• [Action item A]
Answer these questions about the nursing home text below, marking each answer (i), (ii) or (iii) on its own line:
(i) In what town is the nursing home?
(ii) What must employees undergo before every shift?
(iii) What did one resident say she loved?
• [Action item B]
Do the following statements agree with the nursing home text below? Answer each with yes or no and quote the deciding words, marking answers (i), (ii) and (iii).
(i) Visitors may come inside the nursing home.
(ii) The nursing home stopped allowing family visitors the same night the NBA season was cancelled.
(iii) The elderly woman spoke to her granddaughter through the phone.

• [Text]
By Garrett Freeman
I saw a sad thing today, it was the view of an elderly woman looking through the front window at her son and her granddaughter. As she held her hand up to the glass to “touch” her granddaughter’s, she cried through the phone to her granddaughter and admired the picture she had colored. For the rest of the visit she tried to make the conversation through the glass as normal, while looking at them and talking to them through the phone. As she watched them walk away tears streamed down her face, then they drove away.This is how it has been for the past few weeks at a small nursing home in which I work in Price, Utah. It has been on full quarantine thanks to Covid-19. Visitors aren’t allowed in, and employees have to be questioned and have their temperature taken before every shift.
These people who live in the nursing home are often forgotten, but in the wake of Covid-19, they are even more so. One resident had explained to me how much she loved the Jazz, when Covid-19 broke in the state of Utah, they shortly after cancelled the NBA season. The same night is when the nursing home stopped allowing family visitors into the home. She exclaimed to me, “I lost both of my families in one night…” This broke my heart.

Region pointing data

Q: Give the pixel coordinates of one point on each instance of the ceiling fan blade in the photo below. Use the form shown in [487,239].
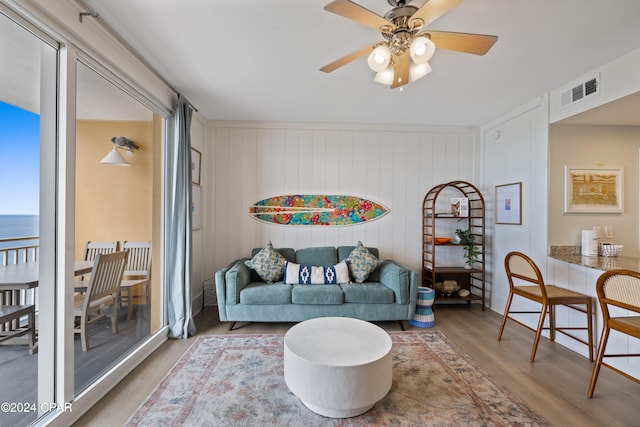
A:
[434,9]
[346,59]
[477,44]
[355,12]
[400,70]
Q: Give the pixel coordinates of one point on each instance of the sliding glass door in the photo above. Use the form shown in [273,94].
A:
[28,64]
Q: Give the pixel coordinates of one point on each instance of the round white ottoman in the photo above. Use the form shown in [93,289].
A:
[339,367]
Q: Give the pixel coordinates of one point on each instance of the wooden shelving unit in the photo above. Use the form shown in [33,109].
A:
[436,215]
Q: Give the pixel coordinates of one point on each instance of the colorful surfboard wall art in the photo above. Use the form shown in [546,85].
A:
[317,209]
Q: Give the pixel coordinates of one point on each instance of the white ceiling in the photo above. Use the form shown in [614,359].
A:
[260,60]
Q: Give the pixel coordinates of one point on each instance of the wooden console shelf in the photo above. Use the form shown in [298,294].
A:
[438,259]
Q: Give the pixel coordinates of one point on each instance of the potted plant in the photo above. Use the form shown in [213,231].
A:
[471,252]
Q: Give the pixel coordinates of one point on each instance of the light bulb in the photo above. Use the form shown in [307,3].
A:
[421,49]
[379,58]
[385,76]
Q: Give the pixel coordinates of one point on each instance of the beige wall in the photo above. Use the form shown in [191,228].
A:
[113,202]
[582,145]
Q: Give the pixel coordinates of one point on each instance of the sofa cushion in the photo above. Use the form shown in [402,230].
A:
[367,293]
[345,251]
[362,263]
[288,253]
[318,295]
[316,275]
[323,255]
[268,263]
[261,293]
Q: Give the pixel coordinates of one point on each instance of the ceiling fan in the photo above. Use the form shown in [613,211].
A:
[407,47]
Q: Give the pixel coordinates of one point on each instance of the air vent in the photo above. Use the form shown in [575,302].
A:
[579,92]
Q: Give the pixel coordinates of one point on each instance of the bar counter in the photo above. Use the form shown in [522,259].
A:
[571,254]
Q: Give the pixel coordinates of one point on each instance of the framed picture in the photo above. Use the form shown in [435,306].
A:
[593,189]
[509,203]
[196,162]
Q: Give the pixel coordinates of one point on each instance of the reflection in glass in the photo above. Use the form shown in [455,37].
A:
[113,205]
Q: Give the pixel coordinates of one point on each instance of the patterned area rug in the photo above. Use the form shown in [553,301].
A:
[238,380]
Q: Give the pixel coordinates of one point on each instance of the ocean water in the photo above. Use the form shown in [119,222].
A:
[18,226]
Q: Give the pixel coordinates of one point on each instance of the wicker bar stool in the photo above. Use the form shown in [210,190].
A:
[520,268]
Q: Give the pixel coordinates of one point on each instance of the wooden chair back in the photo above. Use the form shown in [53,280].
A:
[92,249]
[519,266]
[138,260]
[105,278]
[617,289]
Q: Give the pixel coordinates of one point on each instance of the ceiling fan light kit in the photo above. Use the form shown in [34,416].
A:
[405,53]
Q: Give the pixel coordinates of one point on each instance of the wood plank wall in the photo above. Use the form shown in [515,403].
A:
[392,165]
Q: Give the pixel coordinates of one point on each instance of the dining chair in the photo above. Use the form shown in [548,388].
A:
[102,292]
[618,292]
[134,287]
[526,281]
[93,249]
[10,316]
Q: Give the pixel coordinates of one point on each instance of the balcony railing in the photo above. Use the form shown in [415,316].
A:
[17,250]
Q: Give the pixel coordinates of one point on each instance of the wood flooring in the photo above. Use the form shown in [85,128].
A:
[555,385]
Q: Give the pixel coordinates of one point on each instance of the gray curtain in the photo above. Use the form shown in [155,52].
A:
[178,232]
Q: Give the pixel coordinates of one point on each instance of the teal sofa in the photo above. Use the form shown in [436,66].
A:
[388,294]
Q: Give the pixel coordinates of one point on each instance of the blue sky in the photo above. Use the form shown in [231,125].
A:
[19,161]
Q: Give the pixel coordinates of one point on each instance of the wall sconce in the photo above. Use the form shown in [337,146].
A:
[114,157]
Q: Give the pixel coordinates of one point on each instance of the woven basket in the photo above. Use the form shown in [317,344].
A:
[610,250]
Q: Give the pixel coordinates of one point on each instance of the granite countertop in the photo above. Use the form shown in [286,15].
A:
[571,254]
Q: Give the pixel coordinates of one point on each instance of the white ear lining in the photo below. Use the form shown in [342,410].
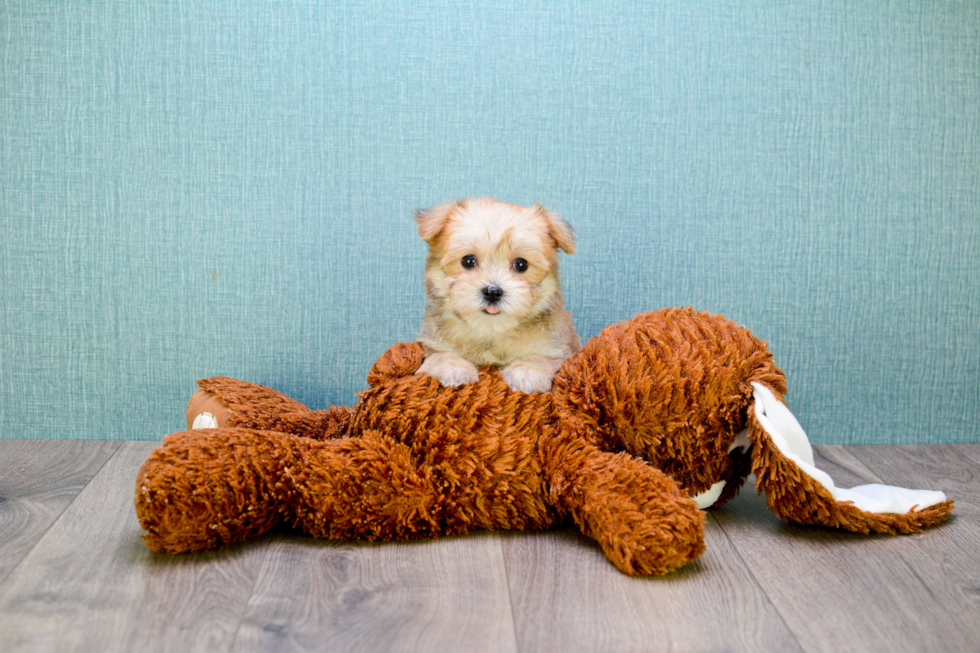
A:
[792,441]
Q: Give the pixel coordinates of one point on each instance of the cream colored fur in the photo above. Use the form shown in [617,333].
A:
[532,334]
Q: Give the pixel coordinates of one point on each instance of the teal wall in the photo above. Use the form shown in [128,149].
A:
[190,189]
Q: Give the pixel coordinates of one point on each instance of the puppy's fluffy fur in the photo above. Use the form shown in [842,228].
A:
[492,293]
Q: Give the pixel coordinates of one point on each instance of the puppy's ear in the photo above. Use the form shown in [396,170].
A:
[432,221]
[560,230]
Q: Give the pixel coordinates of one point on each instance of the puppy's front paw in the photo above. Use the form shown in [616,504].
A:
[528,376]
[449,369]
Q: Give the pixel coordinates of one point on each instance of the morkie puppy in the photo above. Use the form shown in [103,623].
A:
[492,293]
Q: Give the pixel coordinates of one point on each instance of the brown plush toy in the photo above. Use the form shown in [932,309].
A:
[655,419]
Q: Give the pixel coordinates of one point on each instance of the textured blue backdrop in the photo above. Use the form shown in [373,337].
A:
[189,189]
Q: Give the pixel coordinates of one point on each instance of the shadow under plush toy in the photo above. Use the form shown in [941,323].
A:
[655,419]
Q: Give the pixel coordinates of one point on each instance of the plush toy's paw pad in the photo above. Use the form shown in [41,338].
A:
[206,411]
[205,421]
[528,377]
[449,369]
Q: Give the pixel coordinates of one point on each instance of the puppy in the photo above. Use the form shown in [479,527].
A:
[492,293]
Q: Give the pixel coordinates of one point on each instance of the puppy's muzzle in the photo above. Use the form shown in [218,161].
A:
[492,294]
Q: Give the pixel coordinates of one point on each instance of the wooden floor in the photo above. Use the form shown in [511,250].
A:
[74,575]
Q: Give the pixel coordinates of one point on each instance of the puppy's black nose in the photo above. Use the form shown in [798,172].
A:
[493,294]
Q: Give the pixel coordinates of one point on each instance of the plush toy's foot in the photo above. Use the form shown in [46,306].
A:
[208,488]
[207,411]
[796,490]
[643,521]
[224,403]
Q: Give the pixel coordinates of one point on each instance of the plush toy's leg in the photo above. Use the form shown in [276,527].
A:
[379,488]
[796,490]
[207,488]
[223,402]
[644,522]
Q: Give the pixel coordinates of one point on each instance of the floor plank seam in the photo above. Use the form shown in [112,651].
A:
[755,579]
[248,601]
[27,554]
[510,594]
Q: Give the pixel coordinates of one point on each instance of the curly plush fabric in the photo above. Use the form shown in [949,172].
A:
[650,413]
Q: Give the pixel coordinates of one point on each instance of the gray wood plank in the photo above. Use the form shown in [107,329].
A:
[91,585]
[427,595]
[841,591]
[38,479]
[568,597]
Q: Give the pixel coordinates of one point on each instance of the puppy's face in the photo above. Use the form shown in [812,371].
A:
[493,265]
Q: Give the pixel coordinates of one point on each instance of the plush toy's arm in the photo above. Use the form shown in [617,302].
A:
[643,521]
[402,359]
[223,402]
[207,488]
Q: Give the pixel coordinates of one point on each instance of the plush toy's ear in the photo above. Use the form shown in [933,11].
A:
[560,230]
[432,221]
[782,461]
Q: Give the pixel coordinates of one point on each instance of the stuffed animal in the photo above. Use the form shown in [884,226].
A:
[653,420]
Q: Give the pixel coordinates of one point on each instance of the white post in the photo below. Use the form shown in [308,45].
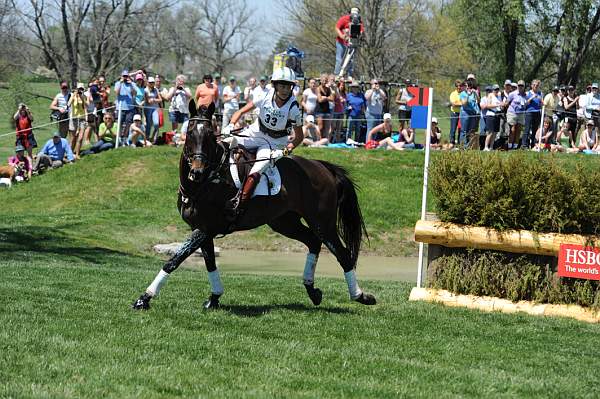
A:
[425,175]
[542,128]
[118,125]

• [Task result A]
(i) Price, Utah
(ii) They have to be questioned and have their temperature taken.
(iii) The Jazz

• [Task result B]
(i) No: "Visitors aren’t allowed in"
(ii) Yes: "The same night is when the nursing home stopped allowing family visitors into the home."
(iii) Yes: "she cried through the phone to her granddaughter"